# start of Supplied information

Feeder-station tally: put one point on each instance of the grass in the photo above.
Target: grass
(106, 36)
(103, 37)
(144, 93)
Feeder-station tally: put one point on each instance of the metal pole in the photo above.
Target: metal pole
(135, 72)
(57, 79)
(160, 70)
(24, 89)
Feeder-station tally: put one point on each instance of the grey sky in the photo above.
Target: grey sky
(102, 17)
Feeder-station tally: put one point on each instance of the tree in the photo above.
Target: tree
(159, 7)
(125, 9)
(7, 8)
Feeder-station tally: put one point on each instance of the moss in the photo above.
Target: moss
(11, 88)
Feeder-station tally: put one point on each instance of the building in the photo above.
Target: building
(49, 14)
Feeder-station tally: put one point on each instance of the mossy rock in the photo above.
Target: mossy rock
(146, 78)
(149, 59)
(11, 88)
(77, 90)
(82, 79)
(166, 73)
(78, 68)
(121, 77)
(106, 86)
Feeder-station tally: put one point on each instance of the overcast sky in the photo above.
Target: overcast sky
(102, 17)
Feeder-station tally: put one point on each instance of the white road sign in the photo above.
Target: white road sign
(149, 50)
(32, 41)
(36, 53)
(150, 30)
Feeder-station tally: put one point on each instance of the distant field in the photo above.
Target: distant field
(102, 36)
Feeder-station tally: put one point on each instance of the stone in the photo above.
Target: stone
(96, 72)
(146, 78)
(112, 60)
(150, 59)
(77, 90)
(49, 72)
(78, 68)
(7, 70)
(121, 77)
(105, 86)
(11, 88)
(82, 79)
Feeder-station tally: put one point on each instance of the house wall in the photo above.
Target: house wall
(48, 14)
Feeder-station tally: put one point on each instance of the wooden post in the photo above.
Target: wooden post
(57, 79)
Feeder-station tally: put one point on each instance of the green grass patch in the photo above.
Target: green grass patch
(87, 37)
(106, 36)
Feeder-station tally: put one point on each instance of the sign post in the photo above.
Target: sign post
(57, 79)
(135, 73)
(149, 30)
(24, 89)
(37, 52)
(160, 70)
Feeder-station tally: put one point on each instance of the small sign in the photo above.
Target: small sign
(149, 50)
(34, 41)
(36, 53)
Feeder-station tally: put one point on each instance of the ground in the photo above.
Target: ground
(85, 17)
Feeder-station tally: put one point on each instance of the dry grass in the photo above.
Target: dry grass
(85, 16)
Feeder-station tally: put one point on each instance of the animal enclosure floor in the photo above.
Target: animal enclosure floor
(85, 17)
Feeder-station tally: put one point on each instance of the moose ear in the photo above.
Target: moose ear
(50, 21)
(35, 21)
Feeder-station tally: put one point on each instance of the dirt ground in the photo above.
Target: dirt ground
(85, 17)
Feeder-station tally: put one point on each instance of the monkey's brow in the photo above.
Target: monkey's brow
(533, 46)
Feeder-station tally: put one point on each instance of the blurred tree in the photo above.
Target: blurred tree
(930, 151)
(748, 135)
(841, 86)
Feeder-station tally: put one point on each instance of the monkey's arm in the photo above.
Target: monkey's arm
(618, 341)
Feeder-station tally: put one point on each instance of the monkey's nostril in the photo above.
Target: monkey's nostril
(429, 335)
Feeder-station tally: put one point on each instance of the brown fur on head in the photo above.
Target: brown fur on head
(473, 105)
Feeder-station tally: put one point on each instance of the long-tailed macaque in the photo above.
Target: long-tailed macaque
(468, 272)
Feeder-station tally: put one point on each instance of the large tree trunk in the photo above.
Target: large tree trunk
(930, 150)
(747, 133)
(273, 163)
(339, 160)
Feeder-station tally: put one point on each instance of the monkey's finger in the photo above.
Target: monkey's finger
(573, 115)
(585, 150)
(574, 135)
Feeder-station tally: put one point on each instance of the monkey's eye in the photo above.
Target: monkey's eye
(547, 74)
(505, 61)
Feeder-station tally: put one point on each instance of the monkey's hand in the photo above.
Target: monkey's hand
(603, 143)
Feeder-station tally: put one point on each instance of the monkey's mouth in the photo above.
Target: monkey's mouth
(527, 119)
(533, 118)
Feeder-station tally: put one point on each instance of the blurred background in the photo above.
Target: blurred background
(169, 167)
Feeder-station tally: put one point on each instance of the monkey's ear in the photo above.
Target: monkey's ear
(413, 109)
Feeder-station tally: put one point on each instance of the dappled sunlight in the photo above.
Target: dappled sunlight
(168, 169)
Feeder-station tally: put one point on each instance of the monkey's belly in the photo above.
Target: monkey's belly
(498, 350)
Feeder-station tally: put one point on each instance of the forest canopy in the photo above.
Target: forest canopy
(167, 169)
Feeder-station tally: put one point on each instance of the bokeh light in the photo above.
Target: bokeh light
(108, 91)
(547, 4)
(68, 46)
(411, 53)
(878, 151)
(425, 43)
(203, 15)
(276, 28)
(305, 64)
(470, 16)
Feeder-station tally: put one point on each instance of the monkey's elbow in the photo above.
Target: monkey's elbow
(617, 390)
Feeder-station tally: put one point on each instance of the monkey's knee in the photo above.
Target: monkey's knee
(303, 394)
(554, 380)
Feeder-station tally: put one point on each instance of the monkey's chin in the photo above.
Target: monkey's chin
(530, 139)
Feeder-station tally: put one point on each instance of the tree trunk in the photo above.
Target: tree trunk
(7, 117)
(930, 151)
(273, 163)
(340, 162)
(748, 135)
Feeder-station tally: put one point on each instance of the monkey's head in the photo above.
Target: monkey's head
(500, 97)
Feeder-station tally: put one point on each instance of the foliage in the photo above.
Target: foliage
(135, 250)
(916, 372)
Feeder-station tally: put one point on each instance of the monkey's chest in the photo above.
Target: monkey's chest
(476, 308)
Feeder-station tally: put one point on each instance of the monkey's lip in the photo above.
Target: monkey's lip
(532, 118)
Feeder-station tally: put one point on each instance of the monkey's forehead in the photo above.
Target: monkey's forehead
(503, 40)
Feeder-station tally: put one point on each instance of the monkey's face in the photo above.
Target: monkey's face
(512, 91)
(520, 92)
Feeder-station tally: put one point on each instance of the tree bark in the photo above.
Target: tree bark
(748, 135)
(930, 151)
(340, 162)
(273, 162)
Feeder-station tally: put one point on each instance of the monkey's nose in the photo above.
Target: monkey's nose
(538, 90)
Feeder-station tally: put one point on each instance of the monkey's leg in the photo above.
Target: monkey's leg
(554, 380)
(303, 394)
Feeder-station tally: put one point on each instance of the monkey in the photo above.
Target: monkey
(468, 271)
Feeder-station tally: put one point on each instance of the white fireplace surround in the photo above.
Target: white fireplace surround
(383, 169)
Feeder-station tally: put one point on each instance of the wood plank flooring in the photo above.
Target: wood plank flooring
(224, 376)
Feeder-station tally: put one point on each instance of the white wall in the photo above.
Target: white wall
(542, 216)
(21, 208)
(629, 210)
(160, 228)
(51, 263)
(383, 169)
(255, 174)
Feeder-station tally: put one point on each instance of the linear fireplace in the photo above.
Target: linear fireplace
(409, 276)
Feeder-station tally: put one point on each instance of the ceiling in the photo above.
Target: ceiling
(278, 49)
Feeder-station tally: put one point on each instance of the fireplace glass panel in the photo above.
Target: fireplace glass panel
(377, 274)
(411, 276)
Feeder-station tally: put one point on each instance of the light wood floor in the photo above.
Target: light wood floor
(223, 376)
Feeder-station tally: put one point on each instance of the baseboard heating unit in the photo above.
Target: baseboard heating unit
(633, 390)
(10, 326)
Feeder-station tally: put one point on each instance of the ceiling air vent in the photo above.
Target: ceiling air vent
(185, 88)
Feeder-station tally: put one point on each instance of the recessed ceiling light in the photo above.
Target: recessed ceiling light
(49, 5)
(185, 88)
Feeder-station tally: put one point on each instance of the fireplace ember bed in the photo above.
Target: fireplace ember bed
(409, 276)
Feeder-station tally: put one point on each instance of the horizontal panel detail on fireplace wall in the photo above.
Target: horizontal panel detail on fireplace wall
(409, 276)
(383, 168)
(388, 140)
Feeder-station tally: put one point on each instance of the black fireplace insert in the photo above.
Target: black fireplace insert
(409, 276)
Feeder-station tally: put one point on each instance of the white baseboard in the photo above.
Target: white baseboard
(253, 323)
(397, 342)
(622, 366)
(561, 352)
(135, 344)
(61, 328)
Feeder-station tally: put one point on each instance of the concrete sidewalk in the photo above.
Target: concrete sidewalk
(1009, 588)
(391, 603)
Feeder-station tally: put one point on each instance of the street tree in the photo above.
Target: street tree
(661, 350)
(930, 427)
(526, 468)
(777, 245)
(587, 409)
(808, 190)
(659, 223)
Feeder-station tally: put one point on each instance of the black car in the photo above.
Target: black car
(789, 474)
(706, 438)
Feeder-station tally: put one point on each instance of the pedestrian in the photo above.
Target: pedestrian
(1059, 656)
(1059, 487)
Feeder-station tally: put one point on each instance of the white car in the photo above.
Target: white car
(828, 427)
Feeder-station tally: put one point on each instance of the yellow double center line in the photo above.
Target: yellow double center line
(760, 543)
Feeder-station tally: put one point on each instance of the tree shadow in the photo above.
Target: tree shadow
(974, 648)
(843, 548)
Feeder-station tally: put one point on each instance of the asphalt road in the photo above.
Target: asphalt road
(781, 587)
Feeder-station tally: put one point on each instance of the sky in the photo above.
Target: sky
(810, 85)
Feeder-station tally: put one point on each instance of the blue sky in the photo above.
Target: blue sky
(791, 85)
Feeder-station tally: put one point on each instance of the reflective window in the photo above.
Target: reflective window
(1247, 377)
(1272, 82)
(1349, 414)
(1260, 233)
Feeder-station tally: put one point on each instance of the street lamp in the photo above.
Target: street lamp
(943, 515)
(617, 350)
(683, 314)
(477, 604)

# end of Supplied information

### Short task
Your output consists solely of the lines from the one with "street tree in the photo above." through the last line, copied exactly.

### Solution to this problem
Feeder-station tally: put one point on each instance of the street tree in the photo above.
Target: street tree
(661, 350)
(930, 427)
(526, 468)
(777, 245)
(587, 409)
(808, 190)
(659, 223)
Feeder-station tally: put one point on each instance of the black car in the photo above.
Target: black car
(789, 474)
(706, 438)
Feeder-station tally: put one point on each instance of the pedestrian in the photo above.
Target: pedestrian
(1059, 656)
(1059, 487)
Feeder-station tally: put one point on each instance of the white car in the photo above.
Target: white car
(828, 427)
Feeder-station tally: put one point on each instance of the yellow double center line in the photo above.
Target: yellow double center line
(760, 543)
Feeder-station tally: put one point on each instance of the tree shadow in the photo above.
Target: tree shadow
(974, 648)
(843, 548)
Feeder-station tally: put one point on each instance of the asphalt road in the photo above.
Target: asphalt road
(781, 587)
Feeder-station tally: put one point on each instance of the sky in the photo above.
Target: sky
(810, 85)
Feeder-station tally: put one point on each instance of the blue sky in the photo above.
Target: blue sky
(791, 85)
Feeder-station tally: put one point on each instance of the reflective window in the photo above.
Target: reflective window
(1247, 377)
(1272, 82)
(1349, 414)
(1260, 233)
Feeder-station tally: put one point on each instance of the street lamp in the photo above.
Target: street lamp
(943, 515)
(617, 350)
(683, 314)
(477, 604)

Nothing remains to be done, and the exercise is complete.